DESCRIPTION OF THE TASK:
Reproduce verbatim the stretch of the items below, from the line containing "Target = wooden boat" through the final line of the items, both included.

DATA LISTING:
* START *

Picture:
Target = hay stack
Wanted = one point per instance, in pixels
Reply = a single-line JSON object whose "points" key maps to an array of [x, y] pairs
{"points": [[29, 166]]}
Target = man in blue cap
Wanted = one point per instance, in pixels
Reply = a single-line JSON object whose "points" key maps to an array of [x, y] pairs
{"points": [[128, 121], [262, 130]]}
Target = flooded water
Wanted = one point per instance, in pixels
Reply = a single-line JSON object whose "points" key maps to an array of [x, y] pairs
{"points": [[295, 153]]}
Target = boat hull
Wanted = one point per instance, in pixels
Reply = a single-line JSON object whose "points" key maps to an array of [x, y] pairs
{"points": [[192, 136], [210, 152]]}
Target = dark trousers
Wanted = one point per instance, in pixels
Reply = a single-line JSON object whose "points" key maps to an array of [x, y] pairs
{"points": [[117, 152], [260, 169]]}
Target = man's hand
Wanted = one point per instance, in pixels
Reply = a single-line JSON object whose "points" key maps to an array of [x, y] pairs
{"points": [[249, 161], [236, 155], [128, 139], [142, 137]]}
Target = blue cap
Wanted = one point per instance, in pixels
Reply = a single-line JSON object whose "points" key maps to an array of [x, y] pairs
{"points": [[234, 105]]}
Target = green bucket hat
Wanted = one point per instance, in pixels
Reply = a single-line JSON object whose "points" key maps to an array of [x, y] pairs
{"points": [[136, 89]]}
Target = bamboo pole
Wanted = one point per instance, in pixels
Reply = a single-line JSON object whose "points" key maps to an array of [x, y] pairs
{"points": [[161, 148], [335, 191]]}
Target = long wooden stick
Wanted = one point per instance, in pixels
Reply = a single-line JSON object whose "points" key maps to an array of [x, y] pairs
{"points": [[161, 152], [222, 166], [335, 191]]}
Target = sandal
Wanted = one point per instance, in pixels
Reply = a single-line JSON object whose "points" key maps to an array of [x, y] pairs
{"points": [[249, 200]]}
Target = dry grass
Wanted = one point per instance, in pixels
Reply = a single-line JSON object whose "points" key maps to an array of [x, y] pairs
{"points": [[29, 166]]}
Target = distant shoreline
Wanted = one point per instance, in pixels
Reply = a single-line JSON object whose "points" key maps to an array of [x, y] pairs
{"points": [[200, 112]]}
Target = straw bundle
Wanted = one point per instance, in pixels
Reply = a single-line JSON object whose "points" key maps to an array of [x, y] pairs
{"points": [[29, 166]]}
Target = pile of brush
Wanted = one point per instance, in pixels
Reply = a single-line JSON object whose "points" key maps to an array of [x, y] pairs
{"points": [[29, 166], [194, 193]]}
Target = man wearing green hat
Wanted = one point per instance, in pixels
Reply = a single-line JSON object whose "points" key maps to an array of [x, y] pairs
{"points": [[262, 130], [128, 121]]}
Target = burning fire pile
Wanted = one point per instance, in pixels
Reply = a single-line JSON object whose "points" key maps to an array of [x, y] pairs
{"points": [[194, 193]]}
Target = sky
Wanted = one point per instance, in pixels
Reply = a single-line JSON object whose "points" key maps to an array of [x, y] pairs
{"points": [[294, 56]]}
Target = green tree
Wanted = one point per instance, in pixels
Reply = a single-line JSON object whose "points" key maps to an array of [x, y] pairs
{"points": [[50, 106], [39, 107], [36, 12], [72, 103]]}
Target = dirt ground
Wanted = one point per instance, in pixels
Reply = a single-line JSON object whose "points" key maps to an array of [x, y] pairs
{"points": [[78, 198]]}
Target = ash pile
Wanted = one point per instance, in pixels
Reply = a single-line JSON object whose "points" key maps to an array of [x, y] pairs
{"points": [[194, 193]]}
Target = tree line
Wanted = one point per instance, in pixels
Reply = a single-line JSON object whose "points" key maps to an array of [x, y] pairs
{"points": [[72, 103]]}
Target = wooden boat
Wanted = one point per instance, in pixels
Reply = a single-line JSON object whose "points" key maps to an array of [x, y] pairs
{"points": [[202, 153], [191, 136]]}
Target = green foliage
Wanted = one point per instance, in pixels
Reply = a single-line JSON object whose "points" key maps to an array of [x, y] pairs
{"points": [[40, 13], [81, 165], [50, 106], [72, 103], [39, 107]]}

* END *

FULL ANSWER:
Target = wooden boat
Wanted = one point per instance, in pixels
Reply = a single-line JSON object whose "points" key maps to an array of [x, y] pairs
{"points": [[202, 153], [191, 136]]}
Target = green foliage
Wanted = one point per instance, in pixels
Reply = a single-line JSON object whose "points" key maps to an array of [x, y] pairs
{"points": [[40, 13], [81, 165], [50, 106], [72, 103], [39, 107]]}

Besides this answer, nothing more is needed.